(Excerpt to read):
·····

“Cartoons (Seriously) Can Teach us About Faith” Response Essay
The article “Cartoons (Seriously) Can Teach us About Faith” by Mark L. Pinsky highlights how it is easier for one to be exposed to cultural issues, and religious topics through animated shows. Pinsky uses the show The Simpsons as a prime example to make his point. Pinsky discusses how the staple to The Simspons plot is religion. He pulls examples from the series from what Lisa teaches Bart about the soul, along with how the family goes to church regularly, and television’s most widely accepted televangelist, Ned Flanders. Pinsky also provides a list of several other shows that use the topics discussed as a focus of their plots. He uses South Park to discuss that despite its offensive and satirical nature many religions are proud to be satirized in order for people to notice and understand what they are about. Pinsky closes his article by posing the question on whether or not that these topics being introduced through cartoons are a good thing. He follows up his question by stating that when young people are in church or a place of worship the view the lessons with skepticism, but when they are at home watching television they view the topics with a more open mind.

·····

(Challenge): Resume the essay above on cartoons and faith, picking up right after its last sentence.

·····

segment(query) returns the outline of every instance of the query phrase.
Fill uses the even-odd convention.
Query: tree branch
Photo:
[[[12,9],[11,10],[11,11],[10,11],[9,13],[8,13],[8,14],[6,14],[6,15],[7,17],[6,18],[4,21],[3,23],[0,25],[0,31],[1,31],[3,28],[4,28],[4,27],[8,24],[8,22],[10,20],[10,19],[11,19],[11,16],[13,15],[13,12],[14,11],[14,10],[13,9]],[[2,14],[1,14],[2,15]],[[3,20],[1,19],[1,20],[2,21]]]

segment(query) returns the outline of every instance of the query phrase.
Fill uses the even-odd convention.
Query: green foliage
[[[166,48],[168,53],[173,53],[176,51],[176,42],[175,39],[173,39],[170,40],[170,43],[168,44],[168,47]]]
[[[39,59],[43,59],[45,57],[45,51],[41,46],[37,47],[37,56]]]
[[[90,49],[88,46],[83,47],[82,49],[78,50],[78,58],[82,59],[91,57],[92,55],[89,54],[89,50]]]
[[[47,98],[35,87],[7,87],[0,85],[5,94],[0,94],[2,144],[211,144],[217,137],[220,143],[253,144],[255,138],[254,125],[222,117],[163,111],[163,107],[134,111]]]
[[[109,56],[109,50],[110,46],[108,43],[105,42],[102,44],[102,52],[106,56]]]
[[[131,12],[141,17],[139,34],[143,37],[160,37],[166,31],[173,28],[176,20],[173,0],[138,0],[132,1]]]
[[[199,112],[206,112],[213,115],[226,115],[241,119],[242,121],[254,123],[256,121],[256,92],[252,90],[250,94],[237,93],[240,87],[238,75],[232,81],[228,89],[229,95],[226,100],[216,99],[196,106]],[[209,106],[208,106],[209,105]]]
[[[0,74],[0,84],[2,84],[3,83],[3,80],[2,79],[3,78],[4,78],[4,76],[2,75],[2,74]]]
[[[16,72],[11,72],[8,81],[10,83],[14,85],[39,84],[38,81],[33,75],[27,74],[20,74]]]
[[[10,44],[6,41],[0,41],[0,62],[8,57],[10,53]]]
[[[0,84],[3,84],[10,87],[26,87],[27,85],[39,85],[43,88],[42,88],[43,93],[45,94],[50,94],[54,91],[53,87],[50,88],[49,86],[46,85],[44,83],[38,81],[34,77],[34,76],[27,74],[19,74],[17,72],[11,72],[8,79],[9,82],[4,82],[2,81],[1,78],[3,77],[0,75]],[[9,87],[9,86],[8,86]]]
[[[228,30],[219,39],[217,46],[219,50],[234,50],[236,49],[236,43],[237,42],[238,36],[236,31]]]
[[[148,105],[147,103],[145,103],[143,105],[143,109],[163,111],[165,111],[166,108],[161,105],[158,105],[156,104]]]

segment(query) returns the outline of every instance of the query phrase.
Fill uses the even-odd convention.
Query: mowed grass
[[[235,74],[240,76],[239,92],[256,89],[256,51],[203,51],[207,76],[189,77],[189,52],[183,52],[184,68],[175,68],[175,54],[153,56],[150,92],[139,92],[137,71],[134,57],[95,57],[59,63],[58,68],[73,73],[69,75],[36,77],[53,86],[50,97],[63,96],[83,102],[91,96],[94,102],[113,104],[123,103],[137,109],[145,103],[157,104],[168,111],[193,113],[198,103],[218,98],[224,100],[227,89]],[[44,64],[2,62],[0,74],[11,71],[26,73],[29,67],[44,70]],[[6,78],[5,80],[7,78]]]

·····

(Exercise output):
I have read Pinksys essay several times now, and each time I find myself agreeing more with all of the points he is trying to make. This article had me interested from the first paragraph because I have always been infatuated with the use of religion in cartoons, and this article does exactly that. I do find that it is easier to understand and find social and religious topics interesting through the use of cartoons. “No where on the small screen are these weighty issues dealt with on a more regular basis than in edgy animated comedies” (pinksy701).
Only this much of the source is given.